Gallstones are stone-like hard materials that develop in the gallbladder, a small pear-shaped organ tucked up under the liver and on the right side of your abdomen. The gallbladder stores a digestive fluid called bile that’s dispensed into your small intestine. Bile is a green-yellow colored mixture of cholesterol, bilirubin, bile salts and lecithin that helps digest fats in the food you eat.

Gallstones are often made of cholesterol or bilirubin, a waste product which your body makes during normal breakdown of red blood cells.

There are two types of gallstones:

  • Cholesterol gallstones are made up of excess cholesterol and are yellow-green in color. These are most common, making up 80% of gallstones.
  • Pigment gallstones are made up of excess bilirubin and are smaller and darker in color.

The size of gallstones can vary from a tiny grain of sand to a large golf ball. Interestingly, larger stones tend to remain quietly in the gallbladder whereas small stones can cause the most trouble as these can get stuck in the bile ducts after leaving the gallbladder. Many people who have gallstones are never bothered by them and might not know that you have them until they block a bile duct, causing pain and complications that need immediate medical attention. Treatment options often involve minimally invasive surgery to remove the gallstones, and sometimes cholecystectomy surgery to remove the gallbladder. Silent gallstones which are routinely asymptomatic, don’t need treatment.

* **Extracted data**:

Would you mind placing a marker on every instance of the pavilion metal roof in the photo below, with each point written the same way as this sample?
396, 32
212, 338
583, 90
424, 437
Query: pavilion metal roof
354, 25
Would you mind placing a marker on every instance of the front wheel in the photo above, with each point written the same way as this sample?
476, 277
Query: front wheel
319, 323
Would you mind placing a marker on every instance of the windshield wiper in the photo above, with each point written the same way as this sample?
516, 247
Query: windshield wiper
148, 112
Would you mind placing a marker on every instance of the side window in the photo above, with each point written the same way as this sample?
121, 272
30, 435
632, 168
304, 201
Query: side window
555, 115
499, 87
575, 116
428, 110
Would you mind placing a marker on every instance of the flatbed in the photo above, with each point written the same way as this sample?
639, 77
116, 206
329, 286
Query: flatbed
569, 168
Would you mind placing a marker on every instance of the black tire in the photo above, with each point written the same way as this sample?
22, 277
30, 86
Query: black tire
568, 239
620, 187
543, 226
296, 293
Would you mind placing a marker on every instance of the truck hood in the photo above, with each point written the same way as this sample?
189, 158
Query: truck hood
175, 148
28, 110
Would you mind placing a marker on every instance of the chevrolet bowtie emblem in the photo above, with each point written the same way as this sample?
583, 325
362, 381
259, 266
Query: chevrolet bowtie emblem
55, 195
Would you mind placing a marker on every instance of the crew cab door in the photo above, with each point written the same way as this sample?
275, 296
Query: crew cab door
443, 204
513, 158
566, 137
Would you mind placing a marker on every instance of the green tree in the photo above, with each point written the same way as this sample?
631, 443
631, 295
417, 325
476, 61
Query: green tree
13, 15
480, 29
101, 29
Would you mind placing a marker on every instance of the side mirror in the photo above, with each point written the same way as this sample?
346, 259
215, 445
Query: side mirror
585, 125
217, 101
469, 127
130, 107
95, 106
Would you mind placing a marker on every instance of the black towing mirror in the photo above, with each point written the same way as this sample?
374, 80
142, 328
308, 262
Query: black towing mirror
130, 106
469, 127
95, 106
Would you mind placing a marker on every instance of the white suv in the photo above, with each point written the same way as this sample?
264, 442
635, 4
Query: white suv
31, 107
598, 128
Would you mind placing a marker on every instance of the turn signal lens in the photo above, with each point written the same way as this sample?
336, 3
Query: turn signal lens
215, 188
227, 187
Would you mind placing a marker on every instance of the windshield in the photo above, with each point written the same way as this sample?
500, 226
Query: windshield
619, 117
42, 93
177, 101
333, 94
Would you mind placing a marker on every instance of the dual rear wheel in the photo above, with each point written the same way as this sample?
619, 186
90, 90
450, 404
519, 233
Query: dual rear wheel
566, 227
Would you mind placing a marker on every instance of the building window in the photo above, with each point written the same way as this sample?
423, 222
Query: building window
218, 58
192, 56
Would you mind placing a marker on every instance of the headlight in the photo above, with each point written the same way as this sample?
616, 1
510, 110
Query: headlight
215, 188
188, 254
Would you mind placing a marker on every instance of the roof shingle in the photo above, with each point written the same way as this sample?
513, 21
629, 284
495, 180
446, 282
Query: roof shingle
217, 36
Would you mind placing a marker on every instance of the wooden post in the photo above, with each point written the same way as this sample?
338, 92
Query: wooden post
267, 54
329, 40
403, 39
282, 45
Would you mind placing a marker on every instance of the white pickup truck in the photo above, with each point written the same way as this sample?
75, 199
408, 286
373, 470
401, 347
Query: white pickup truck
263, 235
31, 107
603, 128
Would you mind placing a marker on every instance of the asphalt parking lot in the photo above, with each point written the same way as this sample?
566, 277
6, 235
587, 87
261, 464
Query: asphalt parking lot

* **What to work on**:
1. List the ingredients of bile that the gallstone text names.
2. Please reproduce the gallstone text word for word, everything from "Gallstones are stone-like" down to "red blood cells.".
3. Carry on writing the gallstone text, starting after its final sentence.

* **Outputs in order**:
1. cholesterol, bilirubin, bile salts, lecithin

2.
Gallstones are stone-like hard materials that develop in the gallbladder, a small pear-shaped organ tucked up under the liver and on the right side of your abdomen. The gallbladder stores a digestive fluid called bile that’s dispensed into your small intestine. Bile is a green-yellow colored mixture of cholesterol, bilirubin, bile salts and lecithin that helps digest fats in the food you eat.

Gallstones are often made of cholesterol or bilirubin, a waste product which your body makes during normal breakdown of red blood cells.

3.
Possible causes of gallstones

The actual cause of gallstones isn’t clear. Gallstones are thought to develop when the chemicals inside the gallbladder are out of balance.

Here are a few possible reasons that can cause chemical imbalance:

Excessive cholesterol in the bile

Generally, the bile contains an adequate amount of chemicals to dissolve the cholesterol made by your liver. When the liver excretes extra cholesterol, your bile can’t dissolve it all. Then the excess cholesterol might form crystals and eventually into yellow cholesterol stones.

Check out your cholesterol levels with the comfort of your home.

Excessive bilirubin in the bile

Certain conditions such liver cirrhosis, biliary tract infections and certain blood disorders can cause your liver to make too much bilirubin. This excess bilirubin then leads to formation of pigment gallstones.

Bile is secreted by your liver cells. Pay good attention to your liver health. Book test now.  

Overly concentrated bile

If your gallbladder doesn’t empty wholly or often enough, the bile may become overly concentrated, contributing to the formation of gallstones.

Healthy Dietary changes to prevent gallstones

There is no foolproof way that can prevent gallstones. However, you can lower the risk factors by following some healthy lifestyle and dietary changes. Most of the gallstones are formed from cholesterol; limiting cholesterol in your diet can help prevent the condition.

Keeping your weight within a moderate range through exercise and a nutritionally balanced diet is another way to limit the possibility of gallstones formation. Take advice from your doctor about weight loss and cholesterol management if you have a family history of gallstones.

Follow these tips to improve your condition and reduce your risk of gallstones:

Never skip your meals

Stick to your regular mealtimes every day. Skipping meals is not a good idea as it can cause bile juices build up. This in turn increases the cholesterol levels in your gallbladder. Over time, this can harden into gallstones.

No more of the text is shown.